[start of Record excerpts]
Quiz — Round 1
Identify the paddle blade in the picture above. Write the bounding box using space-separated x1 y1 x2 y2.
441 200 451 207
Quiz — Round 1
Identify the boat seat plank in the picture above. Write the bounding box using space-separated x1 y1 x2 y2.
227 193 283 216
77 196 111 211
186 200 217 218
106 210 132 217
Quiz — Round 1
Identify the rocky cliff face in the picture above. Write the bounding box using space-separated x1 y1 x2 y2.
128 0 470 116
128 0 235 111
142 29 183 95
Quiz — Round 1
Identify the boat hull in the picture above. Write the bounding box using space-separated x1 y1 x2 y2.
[end of Record excerpts]
### [Work to be completed]
Can you edit the material above so every "Identify" becomes "Locate", with nothing else changed?

### [Result of the task]
Quiz — Round 1
Locate the paddle blade in the picture above. Write the bounding box using space-separated x1 y1 x2 y2.
441 200 451 207
Quiz — Round 1
Locate the boat seat plank in the picture above. Write the bounding box using space-separated x1 y1 x2 y2.
227 193 283 216
77 196 111 211
186 200 217 218
106 210 132 217
Quiz — Round 1
Locate the rocky cliff face in the picture above. Write the bounding box using space-separated x1 y1 x2 y2.
128 0 470 116
128 0 235 111
142 29 183 95
Quiz — Round 1
Locate the boat hull in the picture above. Write the bounding box using space-separated x1 y1 x2 y2.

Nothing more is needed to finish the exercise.